* WHAT IS BEING ASKED *
Send each entry back exactly as given, pictures excluded.

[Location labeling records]
—————

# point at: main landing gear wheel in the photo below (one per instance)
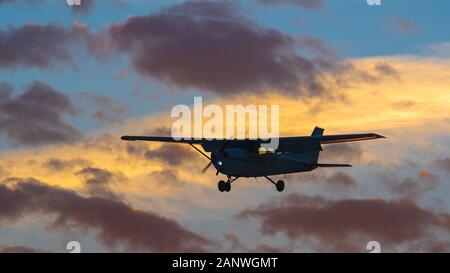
(224, 186)
(280, 185)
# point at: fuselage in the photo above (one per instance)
(239, 163)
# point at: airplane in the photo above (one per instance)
(238, 158)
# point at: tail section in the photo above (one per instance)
(317, 132)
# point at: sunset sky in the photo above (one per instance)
(75, 79)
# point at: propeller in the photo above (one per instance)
(207, 167)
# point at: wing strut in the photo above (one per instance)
(198, 150)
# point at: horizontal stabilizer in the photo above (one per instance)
(332, 165)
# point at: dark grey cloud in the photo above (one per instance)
(36, 116)
(57, 165)
(412, 187)
(307, 4)
(116, 223)
(211, 46)
(340, 222)
(18, 249)
(40, 46)
(171, 154)
(341, 180)
(105, 109)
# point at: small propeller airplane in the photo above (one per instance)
(238, 158)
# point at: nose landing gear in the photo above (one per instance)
(278, 185)
(226, 186)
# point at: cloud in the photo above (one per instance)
(171, 154)
(444, 164)
(40, 46)
(210, 46)
(58, 165)
(36, 116)
(117, 223)
(410, 187)
(307, 4)
(18, 249)
(106, 110)
(98, 182)
(401, 26)
(341, 180)
(340, 222)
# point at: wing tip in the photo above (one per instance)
(127, 138)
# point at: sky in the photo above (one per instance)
(75, 79)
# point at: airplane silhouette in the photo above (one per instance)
(237, 158)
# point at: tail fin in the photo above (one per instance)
(317, 131)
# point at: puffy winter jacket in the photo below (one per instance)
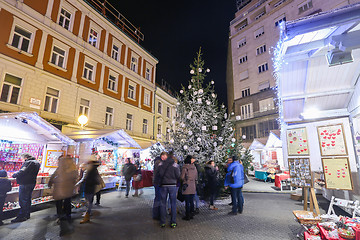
(237, 171)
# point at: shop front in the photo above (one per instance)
(28, 133)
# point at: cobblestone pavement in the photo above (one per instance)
(265, 216)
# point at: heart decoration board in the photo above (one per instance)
(332, 140)
(297, 142)
(300, 172)
(337, 173)
(52, 157)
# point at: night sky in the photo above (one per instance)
(175, 30)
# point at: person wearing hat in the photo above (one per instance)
(235, 180)
(5, 186)
(91, 178)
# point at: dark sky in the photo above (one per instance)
(175, 30)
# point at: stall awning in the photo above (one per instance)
(318, 64)
(116, 137)
(30, 127)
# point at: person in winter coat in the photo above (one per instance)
(211, 174)
(189, 177)
(26, 178)
(91, 180)
(167, 175)
(5, 186)
(64, 180)
(128, 171)
(157, 200)
(235, 180)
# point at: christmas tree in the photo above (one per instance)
(202, 128)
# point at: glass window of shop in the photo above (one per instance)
(51, 100)
(84, 107)
(11, 89)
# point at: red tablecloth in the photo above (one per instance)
(279, 177)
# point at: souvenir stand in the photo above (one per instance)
(28, 133)
(317, 63)
(112, 145)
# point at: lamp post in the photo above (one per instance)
(83, 120)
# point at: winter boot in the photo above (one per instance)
(86, 218)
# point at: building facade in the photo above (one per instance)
(66, 58)
(253, 36)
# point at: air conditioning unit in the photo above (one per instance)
(336, 57)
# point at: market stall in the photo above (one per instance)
(28, 133)
(112, 145)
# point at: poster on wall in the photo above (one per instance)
(300, 172)
(52, 157)
(297, 142)
(337, 173)
(332, 140)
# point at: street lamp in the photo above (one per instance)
(83, 120)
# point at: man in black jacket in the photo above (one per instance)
(26, 178)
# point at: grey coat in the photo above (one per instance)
(189, 176)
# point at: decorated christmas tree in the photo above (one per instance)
(202, 128)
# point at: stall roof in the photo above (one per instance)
(318, 64)
(117, 136)
(30, 127)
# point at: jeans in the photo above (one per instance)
(89, 199)
(25, 192)
(63, 208)
(127, 187)
(164, 192)
(157, 202)
(189, 204)
(237, 199)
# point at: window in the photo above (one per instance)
(84, 107)
(93, 36)
(262, 68)
(51, 100)
(147, 98)
(11, 89)
(246, 111)
(131, 91)
(58, 57)
(245, 92)
(242, 43)
(305, 6)
(133, 65)
(160, 107)
(280, 20)
(112, 83)
(259, 32)
(249, 132)
(129, 122)
(64, 19)
(147, 74)
(243, 59)
(266, 105)
(21, 39)
(168, 112)
(109, 116)
(260, 50)
(88, 72)
(145, 126)
(115, 52)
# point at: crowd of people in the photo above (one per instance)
(171, 182)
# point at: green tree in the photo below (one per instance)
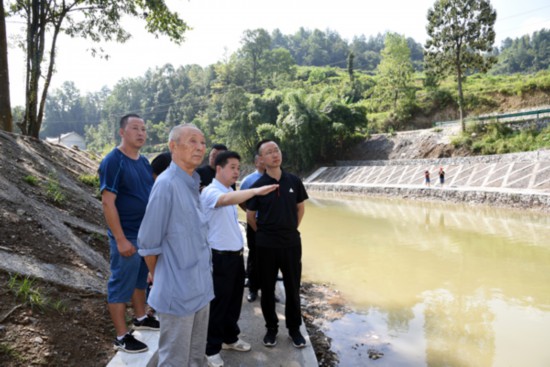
(256, 43)
(5, 105)
(96, 20)
(64, 112)
(460, 35)
(394, 90)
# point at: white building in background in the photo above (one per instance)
(69, 140)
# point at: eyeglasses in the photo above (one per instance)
(272, 151)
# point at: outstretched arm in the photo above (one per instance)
(236, 197)
(251, 219)
(301, 211)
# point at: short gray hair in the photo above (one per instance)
(176, 131)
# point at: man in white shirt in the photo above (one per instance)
(251, 261)
(226, 242)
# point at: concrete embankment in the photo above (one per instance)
(519, 180)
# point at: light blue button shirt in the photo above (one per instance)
(174, 228)
(224, 232)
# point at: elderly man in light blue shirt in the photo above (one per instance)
(172, 239)
(226, 241)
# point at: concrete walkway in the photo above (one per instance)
(252, 330)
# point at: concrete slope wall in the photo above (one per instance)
(521, 179)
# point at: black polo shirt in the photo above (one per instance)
(207, 174)
(277, 217)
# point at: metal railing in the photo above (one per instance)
(515, 116)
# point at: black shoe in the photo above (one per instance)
(252, 296)
(148, 323)
(270, 338)
(297, 339)
(129, 344)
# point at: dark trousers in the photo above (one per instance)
(225, 308)
(289, 261)
(252, 261)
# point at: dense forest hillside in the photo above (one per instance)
(314, 92)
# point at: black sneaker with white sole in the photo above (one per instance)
(297, 339)
(270, 338)
(148, 323)
(129, 344)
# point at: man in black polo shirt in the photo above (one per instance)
(278, 242)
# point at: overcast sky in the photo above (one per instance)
(218, 26)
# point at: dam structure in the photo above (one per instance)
(516, 179)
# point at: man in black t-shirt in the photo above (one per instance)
(278, 242)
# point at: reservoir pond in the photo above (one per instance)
(431, 284)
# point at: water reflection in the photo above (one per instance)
(433, 284)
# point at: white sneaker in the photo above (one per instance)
(215, 360)
(240, 346)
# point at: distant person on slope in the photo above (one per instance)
(226, 241)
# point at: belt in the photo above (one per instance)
(218, 252)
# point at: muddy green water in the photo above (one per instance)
(432, 284)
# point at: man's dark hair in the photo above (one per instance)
(262, 142)
(223, 157)
(218, 147)
(161, 162)
(124, 119)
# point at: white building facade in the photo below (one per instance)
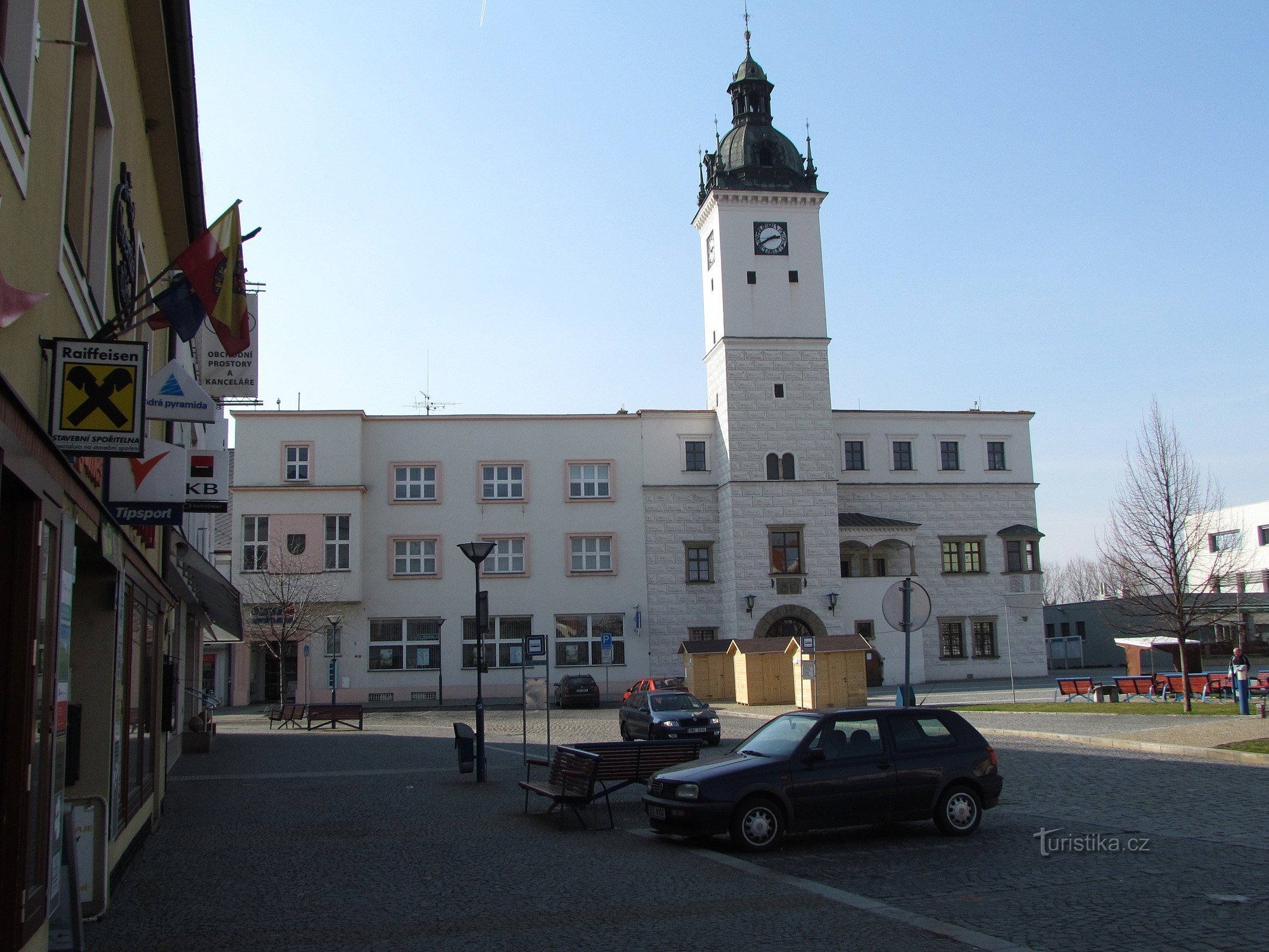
(767, 513)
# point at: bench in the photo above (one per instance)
(571, 782)
(1073, 688)
(286, 715)
(331, 715)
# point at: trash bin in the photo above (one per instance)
(465, 743)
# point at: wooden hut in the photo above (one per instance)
(835, 676)
(709, 671)
(763, 672)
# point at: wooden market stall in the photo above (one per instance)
(763, 672)
(709, 669)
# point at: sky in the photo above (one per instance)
(1057, 207)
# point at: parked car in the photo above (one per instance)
(809, 771)
(655, 684)
(668, 715)
(574, 690)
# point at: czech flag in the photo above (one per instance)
(215, 271)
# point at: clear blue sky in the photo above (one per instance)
(1057, 207)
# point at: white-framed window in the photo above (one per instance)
(255, 544)
(502, 483)
(590, 554)
(414, 556)
(296, 456)
(414, 483)
(507, 558)
(589, 481)
(338, 544)
(404, 644)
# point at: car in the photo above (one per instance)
(655, 684)
(574, 690)
(810, 771)
(668, 715)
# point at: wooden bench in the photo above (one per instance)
(571, 782)
(1071, 688)
(333, 715)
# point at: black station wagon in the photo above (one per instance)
(810, 771)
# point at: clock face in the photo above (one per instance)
(770, 238)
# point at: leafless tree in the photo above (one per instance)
(1157, 545)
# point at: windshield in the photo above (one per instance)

—————

* FULL OUTPUT *
# point at: main landing gear wheel in the photo below (one per instance)
(224, 186)
(280, 185)
# point at: fuselage in the photo above (one per instance)
(239, 163)
# point at: airplane in the photo above (one per instance)
(238, 158)
# point at: tail section in the photo above (one per instance)
(317, 132)
# point at: sunset sky in the photo above (one per instance)
(75, 79)
# point at: propeller in the photo above (one per instance)
(207, 167)
# point at: wing strut in the photo above (one per instance)
(198, 150)
# point at: horizontal stabilizer in the photo above (one per instance)
(332, 165)
# point at: dark grey cloud in the photo above (one per instance)
(36, 116)
(57, 165)
(412, 187)
(307, 4)
(116, 223)
(211, 46)
(340, 222)
(18, 249)
(40, 46)
(171, 154)
(341, 180)
(105, 109)
# point at: small propeller airplane in the photo above (one per instance)
(238, 158)
# point at: nose landing gear in the photo above (one per instance)
(278, 185)
(226, 186)
# point at: cloud in the photo above (one per instance)
(171, 154)
(444, 164)
(40, 46)
(210, 46)
(58, 165)
(36, 116)
(117, 223)
(410, 187)
(307, 4)
(18, 249)
(106, 110)
(98, 182)
(401, 26)
(341, 180)
(340, 222)
# point at: wing tip in the photo above (one per instance)
(127, 138)
# point at: sky in the photo above (one per instance)
(75, 79)
# point at: airplane silhouette in the photo above (one per instance)
(237, 158)
# point at: tail fin in the photo above (one per instance)
(317, 131)
# point at: puffy winter jacket in the photo below (one per instance)
(237, 171)
# point at: shop front in the photo above (one per instance)
(28, 133)
# point at: cobblestone pavement in the photo above (one per instance)
(265, 216)
# point at: heart decoration board in the photo above (one per instance)
(332, 140)
(297, 142)
(300, 172)
(337, 173)
(52, 157)
# point at: night sky in the photo above (one per instance)
(175, 30)
# point at: person wearing hat in the photo above (one per instance)
(235, 180)
(5, 186)
(91, 178)
# point at: dark sky in the photo above (one per instance)
(175, 30)
# point at: stall awning in the photo above (one per instance)
(318, 64)
(116, 137)
(30, 127)
# point at: person in winter coat in the photo above (one per instance)
(211, 174)
(189, 177)
(26, 178)
(91, 180)
(167, 175)
(5, 186)
(64, 180)
(128, 171)
(157, 200)
(235, 180)
# point at: christmas tree in the photo above (one per instance)
(202, 128)
# point at: glass window of shop in the photo above (one per instance)
(51, 100)
(84, 107)
(11, 89)
# point at: red tablecloth in the photo above (one per instance)
(279, 177)
# point at: souvenir stand in the photo above (one per instance)
(28, 133)
(317, 63)
(112, 145)
# point at: lamp post in the photo above (one per instance)
(83, 120)
# point at: winter boot in the photo above (one per instance)
(86, 218)
# point at: building facade in the photo above (one per instance)
(66, 58)
(253, 36)
# point at: air conditioning unit in the photo above (one per instance)
(336, 57)
# point at: market stall in the photo above (one per instance)
(28, 133)
(112, 145)
# point at: poster on wall in the photo above (one per instance)
(300, 172)
(52, 157)
(297, 142)
(337, 173)
(332, 140)
# point at: street lamp in the photo above (one per instance)
(83, 120)
# point at: man in black jacket in the photo above (one per instance)
(26, 178)
# point at: grey coat in the photo above (one per instance)
(189, 176)
# point at: decorated christmas tree in the photo above (one per instance)
(202, 128)
# point at: stall roof in the photo above (one per instance)
(318, 64)
(117, 136)
(30, 127)
# point at: jeans in the photo above (one per instance)
(89, 199)
(25, 192)
(63, 208)
(127, 187)
(164, 192)
(157, 202)
(189, 204)
(237, 199)
# point at: window in the photo above (one per instance)
(84, 107)
(93, 36)
(262, 68)
(51, 100)
(147, 98)
(11, 89)
(246, 111)
(131, 91)
(58, 57)
(245, 92)
(242, 43)
(305, 6)
(133, 65)
(160, 107)
(280, 20)
(112, 83)
(259, 32)
(249, 132)
(129, 122)
(64, 19)
(147, 74)
(243, 59)
(266, 105)
(21, 39)
(168, 112)
(109, 116)
(260, 50)
(88, 72)
(145, 126)
(115, 52)
# point at: crowd of people in the photo above (one per instance)
(171, 182)
# point at: green tree in the photo below (one per instance)
(256, 43)
(5, 105)
(96, 20)
(64, 112)
(460, 35)
(394, 90)
# point at: white building in background in the photo above (one per instance)
(69, 140)
# point at: eyeglasses in the photo above (one per instance)
(272, 151)
# point at: outstretched arm in the photo above (one per instance)
(236, 197)
(251, 219)
(301, 211)
# point at: short gray hair in the photo above (one per instance)
(176, 131)
# point at: man in white shirt in the photo above (one per instance)
(251, 261)
(226, 242)
# point at: concrete embankment in the photo above (one per instance)
(519, 180)
# point at: light blue button shirt in the photo above (one per instance)
(174, 228)
(224, 232)
# point at: elderly man in light blue shirt in the photo above (one per instance)
(172, 239)
(226, 241)
# point at: concrete walkway in the photo above (one per instance)
(252, 330)
# point at: concrete slope wall in the photo above (one per instance)
(521, 179)
# point at: black polo shirt in the photo above (one per instance)
(207, 174)
(277, 217)
# point at: metal railing in the photo above (one per instance)
(515, 116)
# point at: black shoe in the photo above (one per instance)
(252, 296)
(148, 323)
(270, 338)
(297, 339)
(129, 344)
# point at: dark trousers in the photo above (one per instance)
(225, 308)
(289, 261)
(252, 261)
# point at: dense forest hillside in the photo above (one per instance)
(314, 92)
# point at: black sneaker with white sole in the photo above (one per instance)
(297, 339)
(270, 338)
(148, 323)
(129, 344)
# point at: man in black polo shirt in the photo above (one per instance)
(278, 242)
# point at: overcast sky in the photo above (one per instance)
(218, 26)
# point at: dam structure in the photo above (one per instance)
(516, 179)
# point at: man in black t-shirt in the photo above (one per instance)
(278, 242)
# point at: reservoir pond in the photo above (one per instance)
(431, 284)
# point at: water reflection in the photo above (one per instance)
(433, 284)
# point at: white sneaker in the photo above (one per instance)
(215, 360)
(240, 346)
# point at: distant person on slope in the photo above (one per instance)
(226, 241)
# point at: belt in the photo above (one per instance)
(218, 252)
# point at: muddy green water in the photo above (one per instance)
(432, 284)
# point at: man's dark hair in the photo above (one per instance)
(262, 142)
(223, 157)
(218, 147)
(161, 162)
(124, 119)
# point at: white building facade in the photo below (one per instance)
(767, 513)
# point at: bench in the photo above (one per instance)
(571, 782)
(1073, 688)
(286, 715)
(331, 715)
# point at: trash bin in the photo above (one per instance)
(465, 743)
# point at: wooden hut in the photo above (one per instance)
(835, 676)
(709, 671)
(763, 672)
# point at: wooden market stall in the photo above (one per instance)
(763, 672)
(709, 669)
# point at: sky in the photo above (one per instance)
(1057, 207)
# point at: parked car in the photo above (one per instance)
(809, 771)
(655, 684)
(668, 715)
(574, 690)
# point at: czech flag in the photo above (one per instance)
(215, 271)
# point at: clear blue sky in the photo above (one per instance)
(1057, 207)
# point at: white-framed window in the photo above (one per instance)
(255, 544)
(502, 483)
(590, 554)
(414, 556)
(296, 456)
(414, 483)
(507, 558)
(589, 481)
(338, 544)
(404, 644)
# point at: car in the photo above (one per instance)
(655, 684)
(574, 690)
(810, 771)
(668, 715)
# point at: wooden bench in the photo above (one per instance)
(571, 782)
(1071, 688)
(333, 715)
# point at: black station wagon in the photo above (one per instance)
(810, 771)
# point at: clock face in the photo above (one per instance)
(770, 238)
# point at: leafless tree in the photo above (one per instance)
(1157, 545)
# point at: windshield in the photo above (one per instance)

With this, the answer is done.